▸ **Saved entries**:
== == ==
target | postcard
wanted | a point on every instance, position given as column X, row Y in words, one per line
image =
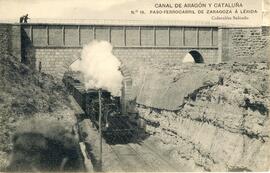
column 134, row 86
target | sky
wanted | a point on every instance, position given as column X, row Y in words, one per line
column 38, row 10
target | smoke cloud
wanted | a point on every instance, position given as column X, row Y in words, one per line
column 100, row 68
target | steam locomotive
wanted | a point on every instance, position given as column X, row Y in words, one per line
column 119, row 117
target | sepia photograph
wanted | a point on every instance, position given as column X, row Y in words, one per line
column 134, row 86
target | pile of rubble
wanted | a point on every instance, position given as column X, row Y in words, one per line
column 223, row 125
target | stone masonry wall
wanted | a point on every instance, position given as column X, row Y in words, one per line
column 4, row 38
column 55, row 61
column 242, row 43
column 10, row 39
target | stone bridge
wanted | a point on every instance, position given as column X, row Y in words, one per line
column 56, row 46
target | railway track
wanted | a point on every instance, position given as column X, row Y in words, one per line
column 131, row 156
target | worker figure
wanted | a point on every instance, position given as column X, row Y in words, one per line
column 24, row 18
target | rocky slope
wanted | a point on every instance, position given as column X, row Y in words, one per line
column 25, row 93
column 223, row 125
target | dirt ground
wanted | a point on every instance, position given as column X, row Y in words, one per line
column 223, row 125
column 25, row 93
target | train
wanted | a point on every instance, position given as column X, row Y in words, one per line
column 119, row 115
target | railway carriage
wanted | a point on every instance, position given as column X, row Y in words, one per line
column 116, row 121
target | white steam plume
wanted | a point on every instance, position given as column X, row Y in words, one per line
column 100, row 68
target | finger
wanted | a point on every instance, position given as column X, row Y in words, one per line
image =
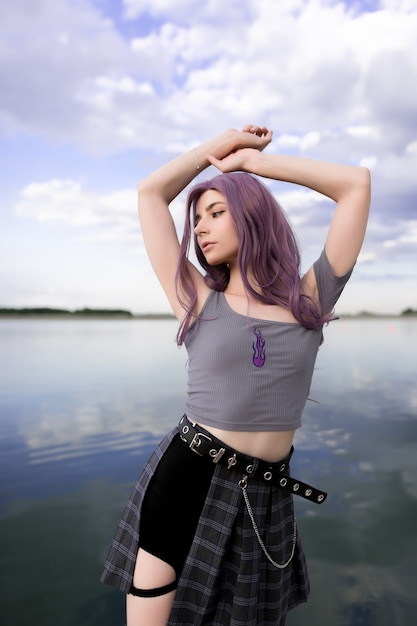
== == ==
Output the records above verbatim. Pictures stay out.

▸ **Reply**:
target | postcard
wanted | a point on every instance, position given as column X, row Y in words, one per line
image =
column 134, row 86
target | sky
wanted | a point on every instance, position given as column X, row Y in words, one per line
column 38, row 10
target | smoke cloud
wanted | a point on every instance, position given as column X, row Y in words, one per line
column 100, row 68
target | steam locomotive
wanted | a point on every instance, position given as column X, row Y in words, one per line
column 119, row 117
target | sepia photograph
wanted | a point on every instance, position given as column X, row Y in words, one per line
column 134, row 86
target | pile of rubble
wanted | a point on every instance, position given as column X, row Y in words, one per line
column 223, row 125
target | stone masonry wall
wanted | a point on every instance, position given as column X, row Y in words, one per line
column 4, row 38
column 55, row 61
column 242, row 43
column 10, row 39
target | stone bridge
wanted | a point on every instance, position given as column X, row Y in words, one per line
column 56, row 46
target | railway track
wanted | a point on every instance, position given as column X, row Y in words, one per line
column 131, row 156
target | worker figure
wanted | a point on every instance, position given as column X, row Y in words, one per line
column 24, row 18
target | rocky slope
wanted | a point on every instance, position given as column X, row Y in words, one per line
column 25, row 93
column 223, row 125
target | dirt ground
wanted | a point on every instance, position given as column X, row Y in words, one per line
column 223, row 125
column 25, row 93
target | train
wanted | a point on every instance, position given as column X, row Y in words, one per line
column 119, row 115
target | railway carriage
wanted | a point on every instance, position given as column X, row Y in words, one per line
column 116, row 121
target | white steam plume
wanted | a point on every instance, position given as column X, row Y in words, one per line
column 100, row 68
target | finger
wanted | a point on every instance, position given as column X, row Y in words, one per line
image =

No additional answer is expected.